Exercise = Can you print the listing from the line with "target | wrought iron balcony railing" up to and including the line with "(1032, 709)", copying each line exactly?

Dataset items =
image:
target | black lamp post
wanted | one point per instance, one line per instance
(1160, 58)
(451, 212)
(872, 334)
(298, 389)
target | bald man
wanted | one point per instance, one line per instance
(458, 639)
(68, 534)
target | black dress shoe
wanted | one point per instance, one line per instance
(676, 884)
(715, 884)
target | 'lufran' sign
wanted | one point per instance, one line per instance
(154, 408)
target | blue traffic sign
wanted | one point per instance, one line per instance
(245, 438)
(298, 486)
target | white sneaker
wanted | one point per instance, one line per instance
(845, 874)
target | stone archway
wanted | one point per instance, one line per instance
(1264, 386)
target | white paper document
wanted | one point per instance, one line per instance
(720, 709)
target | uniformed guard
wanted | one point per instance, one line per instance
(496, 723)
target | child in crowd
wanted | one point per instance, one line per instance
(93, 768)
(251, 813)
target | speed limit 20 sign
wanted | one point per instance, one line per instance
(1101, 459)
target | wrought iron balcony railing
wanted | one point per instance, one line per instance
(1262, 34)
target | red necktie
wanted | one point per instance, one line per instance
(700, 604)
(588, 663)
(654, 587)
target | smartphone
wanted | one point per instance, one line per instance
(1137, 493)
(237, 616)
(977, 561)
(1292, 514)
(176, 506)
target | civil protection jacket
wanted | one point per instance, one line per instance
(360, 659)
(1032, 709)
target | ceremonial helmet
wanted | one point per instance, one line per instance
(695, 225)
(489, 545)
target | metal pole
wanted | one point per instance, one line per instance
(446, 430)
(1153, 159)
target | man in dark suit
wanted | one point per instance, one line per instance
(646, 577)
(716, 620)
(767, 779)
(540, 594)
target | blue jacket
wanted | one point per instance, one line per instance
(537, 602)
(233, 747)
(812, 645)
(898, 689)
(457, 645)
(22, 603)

Correct answer =
target | wrought iron balcony railing
wanted | one point per instance, one line per instance
(1262, 34)
target | red necktie
wanted | one point per instance, one line per instance
(700, 604)
(588, 663)
(654, 587)
target | smartphone
wanted | one point per instance, one line per instance
(1137, 493)
(237, 616)
(977, 561)
(1292, 514)
(176, 506)
target | civil protection jacket
wanted | one point per instance, one line per instance
(360, 659)
(1032, 709)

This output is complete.